» Task goal
Rewrite the listing from its beginning through the line containing "78 198 L 99" as a Markdown table with the columns Row and Line, giving each line a row number. Omit blank lines and leave the pictures out.

Part of a data file

***

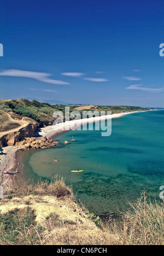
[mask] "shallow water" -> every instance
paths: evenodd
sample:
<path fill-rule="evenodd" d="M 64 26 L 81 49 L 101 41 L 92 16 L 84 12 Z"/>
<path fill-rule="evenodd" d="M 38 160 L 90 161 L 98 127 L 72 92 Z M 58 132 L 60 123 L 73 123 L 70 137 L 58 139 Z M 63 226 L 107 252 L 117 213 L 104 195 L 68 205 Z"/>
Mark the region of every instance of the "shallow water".
<path fill-rule="evenodd" d="M 78 198 L 99 215 L 118 214 L 143 190 L 159 200 L 164 185 L 163 121 L 163 110 L 150 111 L 112 119 L 109 137 L 94 130 L 62 133 L 54 138 L 57 148 L 19 153 L 21 176 L 35 181 L 53 172 L 63 176 Z M 76 142 L 70 142 L 72 136 Z M 78 169 L 84 172 L 71 172 Z"/>

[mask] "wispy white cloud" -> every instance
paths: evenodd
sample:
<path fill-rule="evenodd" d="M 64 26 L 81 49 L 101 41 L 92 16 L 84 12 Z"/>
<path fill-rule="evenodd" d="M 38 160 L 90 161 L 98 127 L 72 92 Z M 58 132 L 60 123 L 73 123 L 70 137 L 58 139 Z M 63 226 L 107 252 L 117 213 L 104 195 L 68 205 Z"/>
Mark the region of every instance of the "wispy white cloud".
<path fill-rule="evenodd" d="M 148 87 L 142 87 L 143 84 L 132 84 L 125 89 L 128 90 L 139 90 L 140 91 L 149 91 L 150 92 L 160 92 L 164 91 L 164 88 L 149 88 Z"/>
<path fill-rule="evenodd" d="M 36 89 L 36 88 L 29 88 L 29 90 L 32 90 L 33 91 L 46 91 L 48 92 L 58 92 L 58 91 L 54 91 L 54 90 L 39 89 Z"/>
<path fill-rule="evenodd" d="M 128 80 L 129 81 L 139 81 L 142 80 L 139 77 L 122 77 L 122 79 Z"/>
<path fill-rule="evenodd" d="M 103 82 L 108 81 L 104 78 L 84 78 L 84 80 L 87 80 L 88 81 L 95 82 Z"/>
<path fill-rule="evenodd" d="M 50 77 L 51 75 L 48 73 L 35 72 L 33 71 L 27 71 L 20 69 L 5 69 L 0 71 L 0 75 L 32 78 L 42 82 L 52 84 L 69 84 L 69 83 L 67 83 L 64 81 L 54 80 L 50 78 Z"/>
<path fill-rule="evenodd" d="M 66 77 L 80 77 L 84 75 L 85 74 L 80 72 L 65 72 L 61 74 L 62 75 L 65 75 Z"/>

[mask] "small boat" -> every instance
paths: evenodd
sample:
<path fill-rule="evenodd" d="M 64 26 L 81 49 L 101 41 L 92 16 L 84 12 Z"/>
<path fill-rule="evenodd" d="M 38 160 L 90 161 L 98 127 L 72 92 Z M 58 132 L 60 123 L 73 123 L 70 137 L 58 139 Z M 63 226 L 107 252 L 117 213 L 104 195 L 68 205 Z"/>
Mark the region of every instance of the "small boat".
<path fill-rule="evenodd" d="M 75 139 L 73 139 L 73 136 L 72 136 L 72 139 L 71 139 L 71 141 L 76 141 Z"/>
<path fill-rule="evenodd" d="M 16 171 L 16 172 L 8 172 L 8 171 L 4 171 L 4 172 L 3 172 L 3 173 L 4 173 L 4 174 L 17 174 L 18 171 Z"/>
<path fill-rule="evenodd" d="M 83 170 L 81 171 L 71 171 L 71 172 L 83 172 Z"/>

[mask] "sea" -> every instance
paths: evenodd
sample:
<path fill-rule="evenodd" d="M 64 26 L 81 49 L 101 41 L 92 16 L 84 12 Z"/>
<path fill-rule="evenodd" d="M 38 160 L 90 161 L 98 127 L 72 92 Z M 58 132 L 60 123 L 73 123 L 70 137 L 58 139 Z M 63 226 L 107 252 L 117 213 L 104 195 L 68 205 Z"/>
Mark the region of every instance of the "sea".
<path fill-rule="evenodd" d="M 63 177 L 77 200 L 99 216 L 119 216 L 143 193 L 161 201 L 163 124 L 164 110 L 151 110 L 113 119 L 109 136 L 102 136 L 95 124 L 93 130 L 60 133 L 53 138 L 55 148 L 19 152 L 20 177 L 29 182 L 53 173 Z M 78 169 L 83 172 L 71 172 Z"/>

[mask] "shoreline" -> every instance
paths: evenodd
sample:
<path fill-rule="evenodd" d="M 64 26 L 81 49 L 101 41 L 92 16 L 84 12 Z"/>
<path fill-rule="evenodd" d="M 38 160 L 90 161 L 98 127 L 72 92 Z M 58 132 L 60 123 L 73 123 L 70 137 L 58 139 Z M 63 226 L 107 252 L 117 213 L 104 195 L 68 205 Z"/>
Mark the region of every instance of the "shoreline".
<path fill-rule="evenodd" d="M 125 115 L 132 114 L 134 113 L 145 112 L 145 111 L 134 111 L 133 112 L 125 112 L 113 115 L 104 115 L 102 117 L 96 117 L 85 119 L 73 120 L 67 121 L 65 123 L 57 124 L 56 125 L 51 125 L 44 128 L 40 128 L 36 132 L 36 137 L 46 136 L 48 139 L 52 137 L 66 131 L 70 131 L 71 127 L 78 127 L 90 123 L 95 123 L 98 121 L 109 120 L 114 118 L 122 117 Z"/>
<path fill-rule="evenodd" d="M 77 126 L 79 126 L 79 125 L 89 123 L 95 123 L 102 120 L 118 118 L 128 114 L 143 112 L 145 111 L 125 112 L 103 117 L 90 118 L 86 119 L 68 121 L 66 123 L 58 124 L 55 126 L 55 127 L 54 126 L 49 126 L 44 128 L 41 128 L 39 129 L 39 131 L 36 132 L 36 137 L 46 136 L 47 138 L 51 138 L 62 132 L 69 131 L 71 130 L 70 126 L 71 125 L 74 127 L 74 125 L 76 124 Z M 68 130 L 68 127 L 69 128 Z M 61 130 L 62 127 L 64 129 Z M 37 135 L 38 135 L 38 136 Z M 0 163 L 1 164 L 0 165 L 0 185 L 3 185 L 4 191 L 8 189 L 8 188 L 11 188 L 15 185 L 17 174 L 3 174 L 3 171 L 15 171 L 16 170 L 19 165 L 18 161 L 16 160 L 16 153 L 21 149 L 26 149 L 26 148 L 23 146 L 9 146 L 3 148 L 3 154 L 0 155 Z"/>
<path fill-rule="evenodd" d="M 3 148 L 3 155 L 0 155 L 0 185 L 3 186 L 4 192 L 16 184 L 17 174 L 3 174 L 3 172 L 16 170 L 19 165 L 16 153 L 20 149 L 25 149 L 25 147 L 10 146 Z"/>

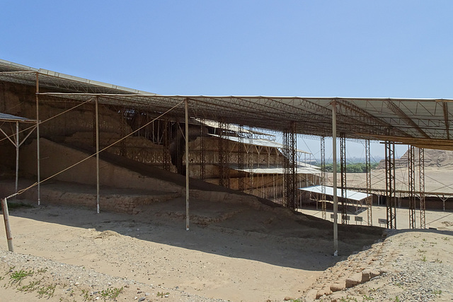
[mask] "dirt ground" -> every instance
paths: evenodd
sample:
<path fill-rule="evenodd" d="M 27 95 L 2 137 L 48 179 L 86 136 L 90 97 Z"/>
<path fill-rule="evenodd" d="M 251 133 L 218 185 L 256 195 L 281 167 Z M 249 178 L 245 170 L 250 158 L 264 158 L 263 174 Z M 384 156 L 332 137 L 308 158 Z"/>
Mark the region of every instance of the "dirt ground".
<path fill-rule="evenodd" d="M 193 223 L 186 231 L 185 211 L 182 198 L 154 204 L 134 216 L 33 206 L 12 209 L 10 223 L 16 253 L 162 286 L 149 290 L 154 297 L 176 291 L 168 301 L 180 301 L 181 291 L 233 301 L 295 298 L 323 271 L 379 240 L 383 233 L 379 228 L 340 227 L 343 257 L 333 257 L 329 221 L 264 204 L 257 209 L 193 200 Z M 348 236 L 351 231 L 355 236 Z M 3 225 L 0 233 L 5 233 Z M 0 248 L 7 250 L 4 236 Z M 11 300 L 2 293 L 1 301 L 23 294 L 8 289 Z"/>
<path fill-rule="evenodd" d="M 31 206 L 10 210 L 15 253 L 7 252 L 0 223 L 0 302 L 453 297 L 451 212 L 427 211 L 427 227 L 435 230 L 340 225 L 334 257 L 332 222 L 316 217 L 320 213 L 313 209 L 302 210 L 310 216 L 193 199 L 186 231 L 183 198 L 137 215 L 18 202 Z M 406 228 L 408 214 L 398 211 L 398 226 Z M 373 207 L 374 220 L 384 214 Z M 364 272 L 375 275 L 345 287 Z"/>

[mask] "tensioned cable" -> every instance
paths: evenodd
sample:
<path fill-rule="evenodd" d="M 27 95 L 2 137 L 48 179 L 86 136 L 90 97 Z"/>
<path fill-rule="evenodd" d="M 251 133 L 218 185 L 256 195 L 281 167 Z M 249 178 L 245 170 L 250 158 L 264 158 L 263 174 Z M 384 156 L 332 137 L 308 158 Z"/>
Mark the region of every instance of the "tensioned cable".
<path fill-rule="evenodd" d="M 167 114 L 167 113 L 168 113 L 170 111 L 173 110 L 173 109 L 175 109 L 176 107 L 179 106 L 180 105 L 181 105 L 181 104 L 182 104 L 182 103 L 185 103 L 185 100 L 183 100 L 183 101 L 181 101 L 181 102 L 180 102 L 179 103 L 178 103 L 178 104 L 175 105 L 174 106 L 173 106 L 171 108 L 168 109 L 168 110 L 167 111 L 166 111 L 165 112 L 162 113 L 161 115 L 159 115 L 159 116 L 158 116 L 157 117 L 156 117 L 156 118 L 154 118 L 154 120 L 152 120 L 151 122 L 148 122 L 148 123 L 147 123 L 147 124 L 144 124 L 144 125 L 143 125 L 143 126 L 142 126 L 141 127 L 139 127 L 139 128 L 138 128 L 137 129 L 136 129 L 136 130 L 134 130 L 134 131 L 132 132 L 131 133 L 130 133 L 129 134 L 126 135 L 125 137 L 122 137 L 121 139 L 118 139 L 117 141 L 116 141 L 113 142 L 113 144 L 110 144 L 109 146 L 106 146 L 106 147 L 103 148 L 103 149 L 101 149 L 101 150 L 99 150 L 99 151 L 96 152 L 96 153 L 94 153 L 91 154 L 91 156 L 88 156 L 88 157 L 86 157 L 86 158 L 85 158 L 82 159 L 81 161 L 79 161 L 79 162 L 77 162 L 77 163 L 74 163 L 74 164 L 73 164 L 73 165 L 71 165 L 70 166 L 69 166 L 69 167 L 66 168 L 65 169 L 63 169 L 63 170 L 60 170 L 59 172 L 57 172 L 57 173 L 56 173 L 55 174 L 54 174 L 54 175 L 51 175 L 51 176 L 49 176 L 48 178 L 45 178 L 45 180 L 42 180 L 40 181 L 40 182 L 39 182 L 39 183 L 40 184 L 40 183 L 42 183 L 42 182 L 45 182 L 45 181 L 47 181 L 47 180 L 49 180 L 50 179 L 51 179 L 51 178 L 54 178 L 54 177 L 55 177 L 55 176 L 57 176 L 57 175 L 59 175 L 59 174 L 62 173 L 63 172 L 65 172 L 65 171 L 67 171 L 67 170 L 69 170 L 70 168 L 73 168 L 73 167 L 74 167 L 74 166 L 76 166 L 76 165 L 79 165 L 79 163 L 81 163 L 84 162 L 85 161 L 87 161 L 88 159 L 89 159 L 89 158 L 92 158 L 93 156 L 95 156 L 96 155 L 97 155 L 97 154 L 100 153 L 101 152 L 104 151 L 105 150 L 108 149 L 108 148 L 111 147 L 112 146 L 113 146 L 113 145 L 115 145 L 115 144 L 116 144 L 119 143 L 120 141 L 122 141 L 123 139 L 125 139 L 126 138 L 127 138 L 127 137 L 130 137 L 131 135 L 132 135 L 132 134 L 134 134 L 135 132 L 138 132 L 138 131 L 141 130 L 142 129 L 144 128 L 145 127 L 148 126 L 149 124 L 151 124 L 151 122 L 154 122 L 155 120 L 159 120 L 159 118 L 161 118 L 161 117 L 163 117 L 164 115 L 166 115 L 166 114 Z M 25 189 L 20 190 L 19 191 L 18 191 L 18 192 L 17 192 L 17 193 L 16 193 L 15 194 L 13 194 L 13 195 L 9 196 L 8 198 L 11 197 L 15 196 L 15 195 L 18 195 L 18 194 L 22 194 L 22 193 L 23 193 L 24 192 L 27 191 L 28 190 L 31 189 L 32 187 L 35 187 L 35 185 L 38 185 L 38 182 L 35 182 L 34 184 L 33 184 L 32 185 L 29 186 L 28 187 L 26 187 L 26 188 L 25 188 Z"/>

***

» The reply
| Row | Line |
|---|---|
| 1 | [mask] "shallow water" -> every instance |
| 2 | paths: evenodd |
| 3 | sample: |
| 4 | <path fill-rule="evenodd" d="M 64 26 L 81 49 L 101 41 L 92 16 L 84 12 Z"/> |
| 5 | <path fill-rule="evenodd" d="M 38 160 L 90 161 L 98 127 L 72 92 Z M 58 132 L 60 123 L 73 123 L 70 137 L 58 139 Z M 63 226 L 107 252 L 117 213 L 104 195 L 68 205 Z"/> |
| 6 | Mark the region of every instance of the "shallow water". |
| 7 | <path fill-rule="evenodd" d="M 78 198 L 99 215 L 118 214 L 143 190 L 159 200 L 164 185 L 163 121 L 163 110 L 150 111 L 112 119 L 109 137 L 94 130 L 62 133 L 54 138 L 57 148 L 19 153 L 21 176 L 35 181 L 53 172 L 63 176 Z M 76 142 L 70 142 L 72 136 Z M 78 169 L 84 172 L 71 172 Z"/> |